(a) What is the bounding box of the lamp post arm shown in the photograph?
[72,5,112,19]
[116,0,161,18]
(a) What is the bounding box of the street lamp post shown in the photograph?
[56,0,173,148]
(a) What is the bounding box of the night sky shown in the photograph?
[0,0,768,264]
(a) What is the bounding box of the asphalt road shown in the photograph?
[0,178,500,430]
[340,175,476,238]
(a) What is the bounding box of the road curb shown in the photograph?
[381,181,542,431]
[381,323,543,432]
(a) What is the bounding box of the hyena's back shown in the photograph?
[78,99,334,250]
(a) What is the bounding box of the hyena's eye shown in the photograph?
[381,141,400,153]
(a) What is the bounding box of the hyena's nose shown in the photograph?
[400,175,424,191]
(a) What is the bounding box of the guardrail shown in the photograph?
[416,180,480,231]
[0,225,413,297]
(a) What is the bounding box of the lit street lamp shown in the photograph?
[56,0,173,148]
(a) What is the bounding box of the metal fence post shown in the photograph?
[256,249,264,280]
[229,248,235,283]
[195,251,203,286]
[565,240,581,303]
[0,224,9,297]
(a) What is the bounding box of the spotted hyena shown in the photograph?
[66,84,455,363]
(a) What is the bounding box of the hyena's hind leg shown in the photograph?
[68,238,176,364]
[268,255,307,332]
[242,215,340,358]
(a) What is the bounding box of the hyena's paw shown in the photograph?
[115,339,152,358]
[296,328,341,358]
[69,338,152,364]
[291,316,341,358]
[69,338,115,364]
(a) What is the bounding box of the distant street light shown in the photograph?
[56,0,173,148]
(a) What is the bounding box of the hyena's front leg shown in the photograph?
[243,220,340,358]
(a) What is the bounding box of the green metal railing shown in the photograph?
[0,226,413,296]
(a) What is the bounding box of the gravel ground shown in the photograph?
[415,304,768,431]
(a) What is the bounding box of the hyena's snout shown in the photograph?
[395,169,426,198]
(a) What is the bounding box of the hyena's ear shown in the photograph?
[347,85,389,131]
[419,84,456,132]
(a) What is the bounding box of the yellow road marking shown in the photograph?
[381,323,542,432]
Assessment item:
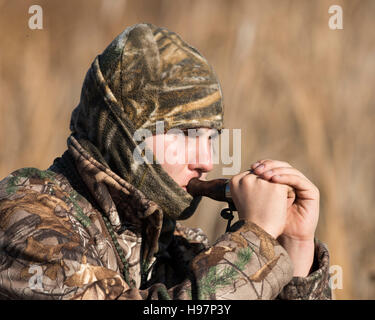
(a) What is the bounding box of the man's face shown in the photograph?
[145,128,217,190]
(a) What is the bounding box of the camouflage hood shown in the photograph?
[68,24,223,219]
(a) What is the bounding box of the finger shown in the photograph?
[257,167,312,184]
[230,170,258,185]
[251,159,292,174]
[272,174,319,200]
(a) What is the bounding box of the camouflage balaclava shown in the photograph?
[71,24,223,220]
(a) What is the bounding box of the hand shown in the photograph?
[229,171,289,238]
[251,159,319,241]
[252,160,319,277]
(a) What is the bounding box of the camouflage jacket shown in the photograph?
[0,139,331,300]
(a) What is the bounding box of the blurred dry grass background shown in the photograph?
[0,0,375,299]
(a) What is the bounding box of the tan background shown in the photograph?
[0,0,375,299]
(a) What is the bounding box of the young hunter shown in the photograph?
[0,24,331,300]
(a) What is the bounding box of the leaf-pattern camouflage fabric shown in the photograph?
[70,23,223,220]
[0,139,330,300]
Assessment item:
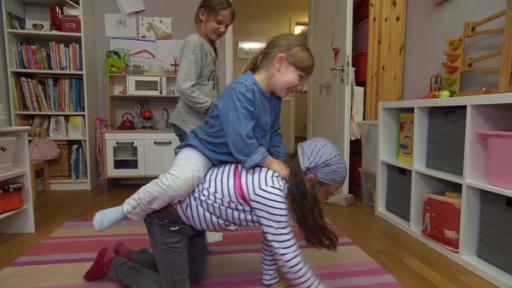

§ **What is asked**: Put every line of the records above into a numbered list, skipping any blank lines and leaving the pictures out.

§ **In response**:
1. (a) What is the bounding box of the lamp post arm shown in the photograph?
2. [72,5,112,19]
3. [116,0,161,18]
4. (a) What is the bounding box of the street lamp post shown in the photograph?
5. [56,0,173,148]
6. (a) What is the bounding box of the night sky shown in the photograph?
7. [0,0,768,264]
8. (a) What is the bounding box of the asphalt road shown in the photograph?
9. [0,178,500,430]
10. [340,175,476,238]
11. (a) What is the bounding box of the road curb shown in the photograph?
12. [381,181,542,431]
13. [381,323,543,432]
14. (a) What is the bounding box of the hyena's back shown in the photograph?
15. [78,99,334,250]
16. (a) What is the bounding box of the hyena's eye shown in the photograph?
17. [381,141,400,153]
18. (a) What is the bounding box of the hyena's nose shown in the photograph?
19. [400,175,424,191]
20. (a) What is the bounding box of the guardrail shown in the photograph?
21. [416,180,480,231]
22. [0,225,413,297]
23. (a) What is the bounding box of the lit street lamp shown in the photograph?
24. [56,0,173,148]
25. (a) What is the bounding box of the metal fence post shown in the photograph?
26. [256,249,264,280]
27. [229,248,235,283]
28. [195,251,203,286]
29. [565,240,581,303]
30. [0,224,9,297]
31. (a) What is the bounding box of the spotted hyena shown in the photograph?
32. [66,84,455,363]
33. (a) What is the bounding box of the hyena's hind leg shown in the photograph?
34. [68,238,176,364]
35. [268,255,307,332]
36. [242,215,340,358]
37. (a) What is the bounding box of the hyena's paw shown in the photograph?
38. [115,339,152,358]
39. [296,328,341,358]
40. [69,338,152,364]
41. [291,316,341,358]
42. [69,338,115,364]
43. (a) What is the bounding box of the distant street light shown in the photograph?
44. [56,0,173,148]
45. (a) What is the bounding box of the hyena's front leg shown in the photograph?
46. [243,220,340,358]
47. (a) What is the bounding box of the green metal railing shown in the photograph?
48. [0,226,413,296]
49. (a) What is the bounding box of the gravel ground shown in the photograph?
50. [415,304,768,431]
51. (a) What is the bounding box of the hyena's snout shown in the photograph?
52. [395,169,426,198]
53. (a) What is the bounding box of the hyena's ear shown in the photograph?
54. [347,85,389,131]
55. [419,84,456,132]
56. (a) What is the bounding box of the yellow road marking shown in the photograph?
57. [381,323,542,432]
58. Assessment item:
59. (a) What is the bounding box of the man's face shown in the photograph?
60. [145,128,217,190]
61. (a) What is the bounding box of the camouflage hood shown in the photograph?
62. [68,24,223,219]
63. (a) What is the bounding box of the finger shown in the photograph?
64. [257,167,312,184]
65. [230,170,258,185]
66. [251,159,292,174]
67. [272,174,319,200]
68. (a) What is the bounding box of the camouflage balaclava shown in the photograph?
69. [71,24,223,220]
70. (a) What is the bounding box of the hand shown in the photograph?
71. [229,171,289,238]
72. [251,159,319,241]
73. [252,160,319,277]
74. (a) What is the bounding box of the camouflage jacket shown in the photograph?
75. [0,139,331,300]
76. (a) What is the bounding box of the blurred dry grass background shown in the photograph?
77. [0,0,375,299]
78. (a) What is the bounding box of the tan background shown in the photograph?
79. [0,0,375,299]
80. (a) What is the bounding box of the young hunter shown in the photograph?
81. [0,24,331,300]
82. (a) What is the bounding box of the leaf-pattern camouflage fabric shown in the photograph?
83. [70,23,223,220]
84. [0,139,330,300]
85. Assessment item:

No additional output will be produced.